**REQUIREMENTS**
- a) From the Aveline passage, print the text starting at "That could have" and ending at "DLC. Very meta.".
- b) In the Aveline passage, who raised Aveline as a respectable lady fit for polite New Orleans society?
- c) Go on with the Aveline passage, writing what follows its last sentence.

We’re Aveline, a multiracial girl separated from her ex-slave mom during a shopping trip. By 1765, her father’s new wife, Madeleine has raised Aveline as a respectable lady fit for polite New Orleans society. By day that is. By night, Aveline the Assassin disrupts the slave trade and searches for clues about mom’s disappearance.

Returning from the Bayou a few years after assassinating a governor who oversaw the slave trade, Aveline discovers slaves are willingly returning to servitude; she boards a slave ship to a secret village in Mexico where well-cared for slaves are helping Templars search for an Isu object. As her mentor becomes increasingly erratic, Aveline realises the Templars’ goals are honourable and forsakes her Creed to become a Templar.

That could have been awesome, but it’s not what happened. As we make our way through the story, we witness unedited memories - Liberation isn’t someone in an animus reliving memories, we’re playing Abstergo’s first video game; a propaganda piece showing sympathetic Templars, and the truth is in the DLC. Very meta.

**MATERIAL PROVIDED**

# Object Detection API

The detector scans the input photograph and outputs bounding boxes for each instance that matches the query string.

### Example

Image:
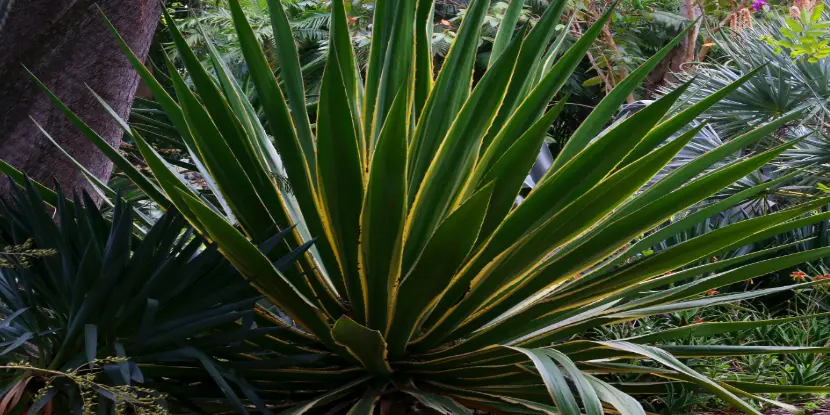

**RESPONSES TO THE EXERCISE**
- a)
That could have been awesome, but it’s not what happened. As we make our way through the story, we witness unedited memories - Liberation isn’t someone in an animus reliving memories, we’re playing Abstergo’s first video game; a propaganda piece showing sympathetic Templars, and the truth is in the DLC. Very meta.

- b) Madeleine, her father's new wife, raised her.

- c)
Rather than be a devious, subversive bit of satirical Fake News, or even an extended intro (Like Haytham’s long-winded start in ACIII), the Templar version is the entire game. We only actually play the truth in a post-credits scene which is a standard kill the Grandmaster ending. Otherwise, we’re just following the fake story and searching for hidden cutscenes around the map. And we learn all this early on, so it’s drained of tension and intrigue.

This could have been a two-sides story, the Assassins’ seeing the Templars as villainous and controlling and the Templars portraying the Assassins as usurpers and anarchists; while a middle truth is revealed. Given this is a video game within a video game, multiple choice could have worked.

Aveline deserves better than this. Consumed by her mom’s disappearance, managing her doting dad’s insistence that she marry while step-mum insists she behave like a lady, Aveline is rebelling against expectations as much as she is the Templars. And we’re just free-running through a linear story knowing we’re being lied to and unable to change it.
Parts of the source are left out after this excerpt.